▶ _EXERCISE PROMPT_
Update the listing from the line with "blue bracelet in this photo." up to and including its last line, putting "green flag" in place of "yellow flag" and changing nothing else.

▶ _INPUT ROWS_

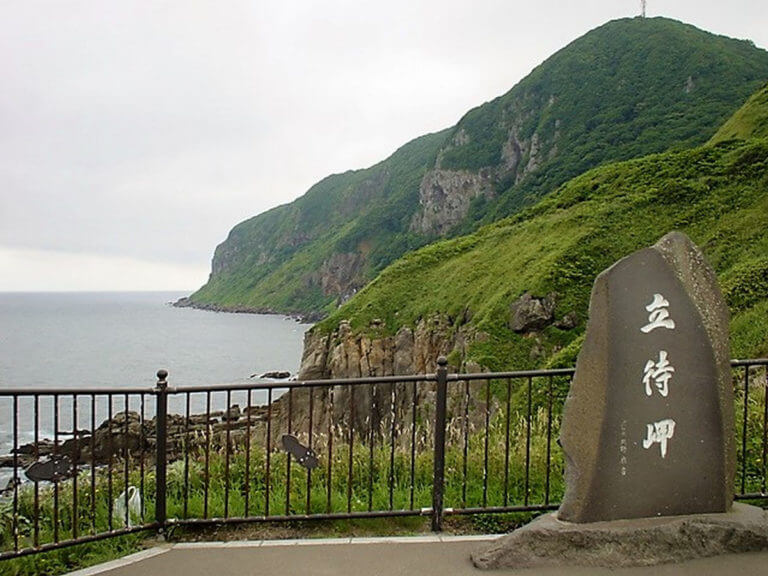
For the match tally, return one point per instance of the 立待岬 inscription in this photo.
(647, 428)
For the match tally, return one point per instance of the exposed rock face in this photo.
(444, 196)
(529, 313)
(345, 354)
(341, 274)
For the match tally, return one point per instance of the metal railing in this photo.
(89, 464)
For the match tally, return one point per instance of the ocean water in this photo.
(67, 341)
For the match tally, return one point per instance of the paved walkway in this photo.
(422, 556)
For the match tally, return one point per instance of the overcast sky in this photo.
(134, 135)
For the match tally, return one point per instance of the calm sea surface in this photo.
(71, 340)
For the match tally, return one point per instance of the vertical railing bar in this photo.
(392, 432)
(350, 464)
(110, 450)
(309, 442)
(16, 472)
(370, 448)
(549, 442)
(268, 483)
(206, 474)
(528, 441)
(75, 462)
(765, 428)
(465, 446)
(126, 458)
(55, 476)
(288, 457)
(93, 464)
(744, 432)
(438, 476)
(248, 411)
(506, 441)
(414, 405)
(330, 450)
(487, 434)
(142, 448)
(187, 448)
(226, 452)
(36, 537)
(161, 457)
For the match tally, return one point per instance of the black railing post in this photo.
(160, 462)
(439, 470)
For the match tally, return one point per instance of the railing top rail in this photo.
(512, 374)
(75, 391)
(750, 362)
(430, 377)
(285, 384)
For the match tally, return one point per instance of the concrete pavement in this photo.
(422, 555)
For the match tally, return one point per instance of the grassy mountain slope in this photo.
(718, 195)
(626, 89)
(750, 121)
(275, 260)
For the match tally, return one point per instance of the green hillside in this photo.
(312, 253)
(718, 195)
(750, 121)
(626, 89)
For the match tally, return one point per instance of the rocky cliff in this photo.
(626, 89)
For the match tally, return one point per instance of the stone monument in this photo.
(647, 428)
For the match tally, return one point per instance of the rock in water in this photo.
(648, 425)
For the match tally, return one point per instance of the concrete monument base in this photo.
(548, 541)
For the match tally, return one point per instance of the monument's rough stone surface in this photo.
(548, 541)
(648, 424)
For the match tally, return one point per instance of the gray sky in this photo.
(134, 135)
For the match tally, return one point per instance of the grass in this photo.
(381, 480)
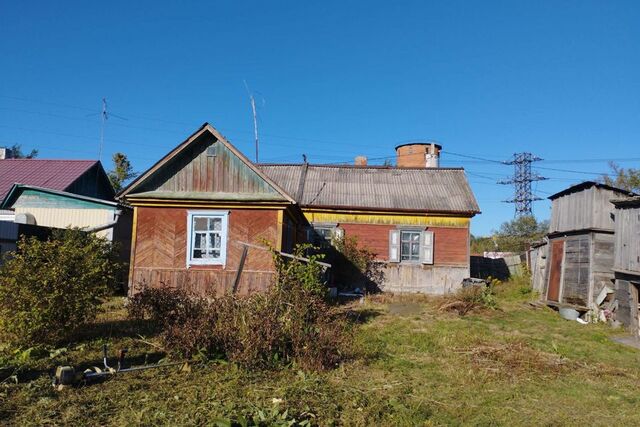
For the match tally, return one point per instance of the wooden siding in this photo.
(627, 240)
(389, 219)
(433, 280)
(601, 263)
(199, 170)
(65, 218)
(575, 277)
(587, 209)
(160, 251)
(451, 245)
(627, 296)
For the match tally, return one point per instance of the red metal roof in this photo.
(53, 174)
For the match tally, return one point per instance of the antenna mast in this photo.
(252, 99)
(104, 117)
(255, 123)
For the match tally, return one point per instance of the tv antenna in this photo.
(252, 99)
(104, 116)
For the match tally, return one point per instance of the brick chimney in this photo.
(361, 161)
(418, 155)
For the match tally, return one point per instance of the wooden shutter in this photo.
(426, 247)
(394, 245)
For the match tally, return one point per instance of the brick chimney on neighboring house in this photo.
(5, 153)
(361, 161)
(418, 155)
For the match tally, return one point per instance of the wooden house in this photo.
(195, 212)
(200, 206)
(415, 218)
(581, 243)
(626, 264)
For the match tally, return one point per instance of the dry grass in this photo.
(520, 365)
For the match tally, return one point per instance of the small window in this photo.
(323, 234)
(410, 246)
(207, 238)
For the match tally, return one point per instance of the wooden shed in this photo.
(581, 241)
(626, 264)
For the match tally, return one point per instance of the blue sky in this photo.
(333, 80)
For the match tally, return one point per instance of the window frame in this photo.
(224, 235)
(417, 243)
(426, 245)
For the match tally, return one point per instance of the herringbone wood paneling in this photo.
(160, 252)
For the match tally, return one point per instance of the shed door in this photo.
(555, 270)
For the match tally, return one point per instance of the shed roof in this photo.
(588, 184)
(18, 189)
(444, 190)
(53, 174)
(629, 202)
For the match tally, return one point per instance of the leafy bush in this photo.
(290, 322)
(48, 288)
(354, 265)
(470, 298)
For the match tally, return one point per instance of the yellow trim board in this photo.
(352, 218)
(204, 205)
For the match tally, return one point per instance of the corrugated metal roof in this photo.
(370, 187)
(53, 174)
(588, 184)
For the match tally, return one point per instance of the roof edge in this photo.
(588, 184)
(16, 187)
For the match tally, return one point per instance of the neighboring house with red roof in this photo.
(83, 177)
(60, 194)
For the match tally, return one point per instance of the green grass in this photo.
(518, 365)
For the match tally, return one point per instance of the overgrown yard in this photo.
(414, 365)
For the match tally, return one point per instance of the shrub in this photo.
(470, 298)
(290, 322)
(48, 288)
(354, 264)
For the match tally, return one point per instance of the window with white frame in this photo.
(207, 238)
(323, 234)
(411, 246)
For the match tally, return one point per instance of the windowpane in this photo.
(207, 238)
(215, 224)
(410, 245)
(199, 223)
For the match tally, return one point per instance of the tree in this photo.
(16, 152)
(50, 288)
(626, 179)
(121, 172)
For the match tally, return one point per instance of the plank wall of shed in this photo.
(587, 266)
(196, 169)
(159, 255)
(587, 209)
(627, 240)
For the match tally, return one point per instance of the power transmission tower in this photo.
(522, 179)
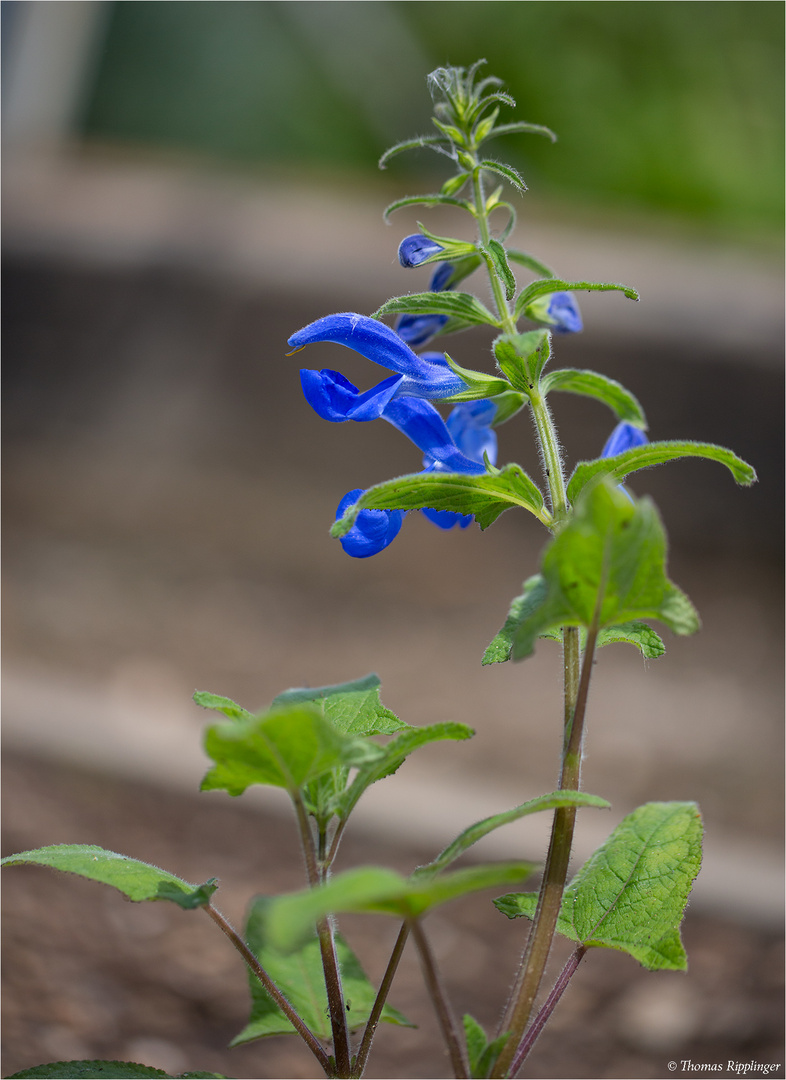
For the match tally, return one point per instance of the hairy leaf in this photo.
(632, 892)
(135, 879)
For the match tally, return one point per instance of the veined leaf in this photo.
(609, 391)
(135, 879)
(286, 747)
(480, 828)
(557, 285)
(632, 892)
(462, 306)
(375, 889)
(393, 755)
(656, 454)
(486, 496)
(354, 709)
(606, 567)
(300, 977)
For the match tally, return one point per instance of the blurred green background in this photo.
(675, 107)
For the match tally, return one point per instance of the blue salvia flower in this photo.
(427, 376)
(418, 329)
(417, 248)
(623, 437)
(557, 310)
(456, 446)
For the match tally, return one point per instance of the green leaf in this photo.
(632, 892)
(461, 306)
(486, 496)
(430, 200)
(480, 1053)
(219, 704)
(286, 747)
(523, 356)
(410, 144)
(530, 261)
(135, 879)
(638, 634)
(656, 454)
(393, 755)
(499, 265)
(105, 1070)
(354, 709)
(300, 977)
(607, 566)
(522, 608)
(480, 828)
(478, 383)
(512, 175)
(520, 126)
(289, 918)
(557, 285)
(609, 391)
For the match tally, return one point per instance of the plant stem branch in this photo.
(442, 1008)
(306, 1034)
(380, 1000)
(555, 874)
(327, 947)
(547, 1008)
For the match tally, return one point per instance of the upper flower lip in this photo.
(415, 250)
(381, 345)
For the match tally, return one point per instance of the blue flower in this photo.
(456, 446)
(415, 250)
(623, 437)
(557, 310)
(428, 376)
(374, 529)
(418, 329)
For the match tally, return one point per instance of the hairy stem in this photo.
(442, 1008)
(555, 874)
(380, 1000)
(305, 1033)
(547, 1008)
(327, 947)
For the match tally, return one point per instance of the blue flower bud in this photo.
(415, 250)
(418, 329)
(557, 310)
(374, 529)
(623, 437)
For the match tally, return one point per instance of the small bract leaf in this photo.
(285, 747)
(609, 391)
(632, 893)
(301, 980)
(462, 306)
(606, 567)
(480, 828)
(376, 889)
(354, 709)
(485, 496)
(135, 879)
(656, 454)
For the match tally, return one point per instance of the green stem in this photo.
(270, 986)
(555, 874)
(376, 1013)
(442, 1008)
(327, 947)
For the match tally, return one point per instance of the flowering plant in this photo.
(601, 579)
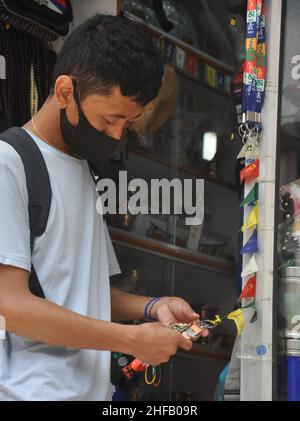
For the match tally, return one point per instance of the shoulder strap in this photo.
(38, 187)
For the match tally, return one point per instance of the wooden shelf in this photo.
(205, 85)
(171, 251)
(199, 54)
(181, 168)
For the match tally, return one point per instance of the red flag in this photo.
(249, 289)
(251, 171)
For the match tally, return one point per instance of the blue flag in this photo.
(251, 245)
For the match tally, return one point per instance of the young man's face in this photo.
(110, 114)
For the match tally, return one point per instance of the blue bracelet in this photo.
(147, 315)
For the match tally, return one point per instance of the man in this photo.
(58, 348)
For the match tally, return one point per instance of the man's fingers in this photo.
(204, 332)
(185, 344)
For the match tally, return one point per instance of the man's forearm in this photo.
(44, 321)
(127, 306)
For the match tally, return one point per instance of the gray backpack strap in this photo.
(38, 187)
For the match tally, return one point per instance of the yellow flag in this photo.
(252, 219)
(238, 318)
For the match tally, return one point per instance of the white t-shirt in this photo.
(73, 260)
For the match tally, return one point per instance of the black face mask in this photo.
(84, 139)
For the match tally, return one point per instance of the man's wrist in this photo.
(149, 307)
(156, 306)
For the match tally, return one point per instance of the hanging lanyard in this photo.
(255, 64)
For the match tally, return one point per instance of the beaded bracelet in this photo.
(148, 315)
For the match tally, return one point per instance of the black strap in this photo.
(38, 187)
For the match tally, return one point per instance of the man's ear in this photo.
(63, 91)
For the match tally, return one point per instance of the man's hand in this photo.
(155, 344)
(174, 310)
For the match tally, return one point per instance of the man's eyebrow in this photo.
(123, 116)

▶ _RESPONSE FOR THIS EXERCISE_
For the match tally, return one point per instance of the blue bracelet in this photo.
(147, 315)
For the match tally, return one point per instance of the man in this photo.
(58, 348)
For the match tally, return one point per instance of the man's fingers in this photo.
(204, 332)
(185, 344)
For the match tally, return one point per instance of the man's forearm in this photo.
(44, 321)
(127, 306)
For the match tally, return one point per instance of the gray backpack strap in this photo.
(38, 187)
For the match tally, return one point per instance of the green flag in this photo.
(252, 219)
(238, 318)
For the match tally, return one point per instance of the white t-shirt in this photo.
(73, 260)
For the match tally, return one point per instance of the black face mask in this photo.
(84, 139)
For the match tally, return one point per instance of the man's wrist in this photo.
(149, 307)
(156, 306)
For the match tally, return one point per instance of the hanging lanyard in this photo.
(255, 64)
For the match tally, return one point per instance of the beaded bracelet in this photo.
(148, 315)
For the match tally, return one point per instance of the black strap in this photo.
(38, 187)
For the match tally, return one point per instance of the man's ear in this photo.
(63, 91)
For the match tally, return one point per instance of the man's hand in this photo.
(155, 344)
(174, 310)
For the match tally, return one point per instance of the man's eyebrow in this photo.
(123, 116)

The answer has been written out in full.